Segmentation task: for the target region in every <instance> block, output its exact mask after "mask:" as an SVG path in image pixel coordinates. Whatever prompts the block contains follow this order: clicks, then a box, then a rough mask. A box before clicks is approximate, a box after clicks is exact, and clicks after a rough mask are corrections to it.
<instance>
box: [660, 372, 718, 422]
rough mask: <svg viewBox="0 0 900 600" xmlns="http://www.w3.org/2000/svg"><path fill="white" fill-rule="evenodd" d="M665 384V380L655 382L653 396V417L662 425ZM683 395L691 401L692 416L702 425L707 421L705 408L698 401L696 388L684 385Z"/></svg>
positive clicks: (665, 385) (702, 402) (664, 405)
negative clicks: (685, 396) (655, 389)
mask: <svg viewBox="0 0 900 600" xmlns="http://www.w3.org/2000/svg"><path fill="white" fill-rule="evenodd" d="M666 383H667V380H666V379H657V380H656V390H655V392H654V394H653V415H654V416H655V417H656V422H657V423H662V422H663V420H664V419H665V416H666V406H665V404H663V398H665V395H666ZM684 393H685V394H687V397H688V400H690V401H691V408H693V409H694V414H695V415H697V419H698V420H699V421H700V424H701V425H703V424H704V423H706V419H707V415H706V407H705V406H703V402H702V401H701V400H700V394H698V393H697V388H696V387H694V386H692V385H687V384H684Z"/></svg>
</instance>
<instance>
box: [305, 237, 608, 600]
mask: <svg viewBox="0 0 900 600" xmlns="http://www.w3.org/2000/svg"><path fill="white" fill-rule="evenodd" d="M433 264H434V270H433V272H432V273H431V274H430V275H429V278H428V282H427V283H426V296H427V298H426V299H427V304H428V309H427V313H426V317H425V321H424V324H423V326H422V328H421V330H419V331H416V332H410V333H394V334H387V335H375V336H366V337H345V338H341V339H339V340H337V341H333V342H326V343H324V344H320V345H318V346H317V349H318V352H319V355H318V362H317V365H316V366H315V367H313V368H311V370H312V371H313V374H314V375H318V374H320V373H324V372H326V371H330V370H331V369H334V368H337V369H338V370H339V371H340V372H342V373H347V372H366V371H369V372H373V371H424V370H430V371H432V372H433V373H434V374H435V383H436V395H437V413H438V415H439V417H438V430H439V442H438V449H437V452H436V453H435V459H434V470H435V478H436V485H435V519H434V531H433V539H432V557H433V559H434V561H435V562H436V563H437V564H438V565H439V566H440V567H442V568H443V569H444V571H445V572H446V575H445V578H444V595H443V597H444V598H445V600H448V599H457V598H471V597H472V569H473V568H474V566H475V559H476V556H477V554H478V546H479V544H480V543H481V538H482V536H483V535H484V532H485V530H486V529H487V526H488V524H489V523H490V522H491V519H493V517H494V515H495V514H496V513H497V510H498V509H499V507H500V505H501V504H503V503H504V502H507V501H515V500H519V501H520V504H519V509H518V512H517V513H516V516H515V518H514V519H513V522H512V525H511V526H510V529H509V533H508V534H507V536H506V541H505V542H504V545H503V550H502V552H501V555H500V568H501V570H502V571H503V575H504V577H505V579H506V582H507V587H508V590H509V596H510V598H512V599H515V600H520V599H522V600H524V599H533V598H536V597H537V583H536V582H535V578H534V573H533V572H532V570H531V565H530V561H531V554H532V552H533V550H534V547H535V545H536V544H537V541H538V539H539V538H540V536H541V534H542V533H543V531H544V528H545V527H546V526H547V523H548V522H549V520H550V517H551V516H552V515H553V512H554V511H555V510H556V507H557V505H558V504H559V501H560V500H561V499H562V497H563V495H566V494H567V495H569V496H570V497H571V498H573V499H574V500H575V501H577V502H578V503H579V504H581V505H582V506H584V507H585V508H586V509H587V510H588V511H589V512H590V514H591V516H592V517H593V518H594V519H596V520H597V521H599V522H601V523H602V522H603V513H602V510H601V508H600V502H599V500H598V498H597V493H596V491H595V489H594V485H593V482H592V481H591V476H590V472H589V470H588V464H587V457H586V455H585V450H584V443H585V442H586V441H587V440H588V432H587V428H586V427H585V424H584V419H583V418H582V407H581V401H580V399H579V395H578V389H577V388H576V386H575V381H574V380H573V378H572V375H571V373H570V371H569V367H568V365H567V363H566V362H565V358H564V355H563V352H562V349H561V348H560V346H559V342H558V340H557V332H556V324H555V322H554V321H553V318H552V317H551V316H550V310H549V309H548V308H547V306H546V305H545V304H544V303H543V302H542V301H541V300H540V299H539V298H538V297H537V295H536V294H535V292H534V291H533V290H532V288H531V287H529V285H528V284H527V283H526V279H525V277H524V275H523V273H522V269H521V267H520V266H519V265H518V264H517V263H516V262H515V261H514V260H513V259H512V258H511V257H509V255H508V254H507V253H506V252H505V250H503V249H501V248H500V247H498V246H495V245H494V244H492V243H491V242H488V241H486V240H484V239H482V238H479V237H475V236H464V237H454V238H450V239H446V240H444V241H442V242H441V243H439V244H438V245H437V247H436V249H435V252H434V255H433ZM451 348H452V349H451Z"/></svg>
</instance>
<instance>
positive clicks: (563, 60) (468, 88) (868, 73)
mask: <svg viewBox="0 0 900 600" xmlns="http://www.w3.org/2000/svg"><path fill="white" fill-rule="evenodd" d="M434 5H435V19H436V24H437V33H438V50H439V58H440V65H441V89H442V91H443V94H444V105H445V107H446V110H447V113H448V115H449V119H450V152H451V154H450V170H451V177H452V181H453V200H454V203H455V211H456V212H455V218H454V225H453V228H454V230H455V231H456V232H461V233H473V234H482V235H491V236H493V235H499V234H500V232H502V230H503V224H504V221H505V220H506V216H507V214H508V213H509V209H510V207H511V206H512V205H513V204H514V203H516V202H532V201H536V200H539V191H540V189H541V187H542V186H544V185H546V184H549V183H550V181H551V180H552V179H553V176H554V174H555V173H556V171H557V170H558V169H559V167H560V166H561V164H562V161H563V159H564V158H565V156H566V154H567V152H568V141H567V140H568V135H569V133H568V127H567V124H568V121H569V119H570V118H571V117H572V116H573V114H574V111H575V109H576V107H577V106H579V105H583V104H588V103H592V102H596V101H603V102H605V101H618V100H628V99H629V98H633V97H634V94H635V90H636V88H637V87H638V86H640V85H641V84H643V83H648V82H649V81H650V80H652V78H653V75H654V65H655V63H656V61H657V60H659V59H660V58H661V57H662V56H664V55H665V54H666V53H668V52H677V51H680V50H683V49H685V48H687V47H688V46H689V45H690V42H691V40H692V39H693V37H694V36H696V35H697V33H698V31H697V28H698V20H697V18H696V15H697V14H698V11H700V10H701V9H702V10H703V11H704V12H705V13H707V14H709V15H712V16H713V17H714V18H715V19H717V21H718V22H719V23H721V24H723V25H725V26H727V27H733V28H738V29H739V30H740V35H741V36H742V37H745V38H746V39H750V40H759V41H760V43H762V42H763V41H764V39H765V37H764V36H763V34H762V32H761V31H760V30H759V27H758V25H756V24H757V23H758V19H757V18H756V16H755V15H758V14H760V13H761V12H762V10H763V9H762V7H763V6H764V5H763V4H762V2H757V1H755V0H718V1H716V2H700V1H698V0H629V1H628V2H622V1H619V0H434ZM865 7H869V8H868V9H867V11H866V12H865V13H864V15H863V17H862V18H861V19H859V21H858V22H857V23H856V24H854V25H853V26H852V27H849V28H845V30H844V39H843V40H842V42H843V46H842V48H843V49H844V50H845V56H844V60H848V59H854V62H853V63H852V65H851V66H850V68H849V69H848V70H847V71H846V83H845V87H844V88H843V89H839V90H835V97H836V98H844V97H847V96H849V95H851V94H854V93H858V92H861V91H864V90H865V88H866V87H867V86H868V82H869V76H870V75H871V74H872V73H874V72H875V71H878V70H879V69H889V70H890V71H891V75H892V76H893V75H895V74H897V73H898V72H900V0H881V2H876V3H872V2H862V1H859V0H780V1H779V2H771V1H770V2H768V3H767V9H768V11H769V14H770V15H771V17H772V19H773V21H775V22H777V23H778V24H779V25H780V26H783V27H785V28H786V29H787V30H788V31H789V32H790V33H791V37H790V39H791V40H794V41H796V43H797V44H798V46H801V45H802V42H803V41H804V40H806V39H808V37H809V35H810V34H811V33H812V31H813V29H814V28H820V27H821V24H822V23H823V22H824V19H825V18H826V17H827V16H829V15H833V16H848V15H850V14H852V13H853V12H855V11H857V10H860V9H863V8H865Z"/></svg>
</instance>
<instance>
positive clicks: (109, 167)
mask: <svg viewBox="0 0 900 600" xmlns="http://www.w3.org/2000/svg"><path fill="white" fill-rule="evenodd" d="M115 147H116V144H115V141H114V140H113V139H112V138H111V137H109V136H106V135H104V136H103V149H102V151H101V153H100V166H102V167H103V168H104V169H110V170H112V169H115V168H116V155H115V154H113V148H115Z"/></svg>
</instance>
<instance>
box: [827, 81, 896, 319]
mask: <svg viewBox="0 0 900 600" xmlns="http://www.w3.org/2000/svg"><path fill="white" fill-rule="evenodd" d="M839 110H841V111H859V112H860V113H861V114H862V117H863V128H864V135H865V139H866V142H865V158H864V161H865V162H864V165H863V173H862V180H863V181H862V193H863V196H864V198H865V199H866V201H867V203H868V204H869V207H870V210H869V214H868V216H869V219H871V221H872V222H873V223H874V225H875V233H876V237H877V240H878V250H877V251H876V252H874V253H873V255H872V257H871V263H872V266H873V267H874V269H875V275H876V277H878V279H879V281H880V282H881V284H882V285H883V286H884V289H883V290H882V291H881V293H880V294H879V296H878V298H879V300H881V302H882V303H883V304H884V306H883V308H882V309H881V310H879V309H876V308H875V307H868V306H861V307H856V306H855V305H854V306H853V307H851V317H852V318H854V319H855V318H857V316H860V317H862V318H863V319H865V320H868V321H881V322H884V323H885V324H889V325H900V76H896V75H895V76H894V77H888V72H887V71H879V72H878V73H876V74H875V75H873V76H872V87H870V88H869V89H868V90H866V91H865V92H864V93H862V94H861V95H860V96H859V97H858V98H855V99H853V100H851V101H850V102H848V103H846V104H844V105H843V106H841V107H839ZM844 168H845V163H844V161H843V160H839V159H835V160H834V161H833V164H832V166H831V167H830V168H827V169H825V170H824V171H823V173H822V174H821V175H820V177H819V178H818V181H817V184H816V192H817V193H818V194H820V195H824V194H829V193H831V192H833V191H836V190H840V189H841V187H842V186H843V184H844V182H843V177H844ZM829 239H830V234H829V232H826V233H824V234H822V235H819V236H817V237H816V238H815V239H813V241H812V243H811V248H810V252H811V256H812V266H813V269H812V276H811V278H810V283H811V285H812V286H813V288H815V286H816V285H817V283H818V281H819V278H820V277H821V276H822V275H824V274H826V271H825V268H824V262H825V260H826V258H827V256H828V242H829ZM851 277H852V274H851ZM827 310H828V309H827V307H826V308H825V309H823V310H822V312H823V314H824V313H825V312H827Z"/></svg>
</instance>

* * *

(Sposób wykonania): Wypisz bez żadnych zmian wiersze od pierwszego wiersza danych do wiersza zawierającego „box: [305, 237, 608, 600]”, uwzględniając oba skrajne.

(Wynik zadania):
Segmentation task: for the target region in every <instance> block, output its exact mask after "mask:" as an SVG path in image pixel coordinates. Whatever prompts the block contains follow this order: clicks, then a box, then a rough mask. A box before clicks is approximate, a box after clicks is exact, and clicks after a rough mask are corrections to it.
<instance>
box: [660, 372, 718, 422]
rough mask: <svg viewBox="0 0 900 600" xmlns="http://www.w3.org/2000/svg"><path fill="white" fill-rule="evenodd" d="M665 384V380L655 382L653 396V417L662 425ZM683 395L691 401L692 416L702 425L707 421L705 408L698 401L696 388L684 385Z"/></svg>
positive clicks: (665, 385) (702, 402) (664, 405)
negative clicks: (685, 396) (655, 389)
mask: <svg viewBox="0 0 900 600" xmlns="http://www.w3.org/2000/svg"><path fill="white" fill-rule="evenodd" d="M666 383H667V380H666V379H657V380H656V390H655V392H654V394H653V415H654V416H655V417H656V422H657V423H662V422H663V420H664V419H665V416H666V406H665V404H663V398H665V395H666ZM684 393H685V394H687V397H688V400H690V401H691V408H693V409H694V414H695V415H697V419H698V420H699V421H700V424H701V425H703V424H704V423H706V419H707V415H706V407H705V406H703V402H702V401H701V400H700V394H698V393H697V388H696V387H694V386H692V385H687V384H684Z"/></svg>
</instance>
<instance>
box: [305, 237, 608, 600]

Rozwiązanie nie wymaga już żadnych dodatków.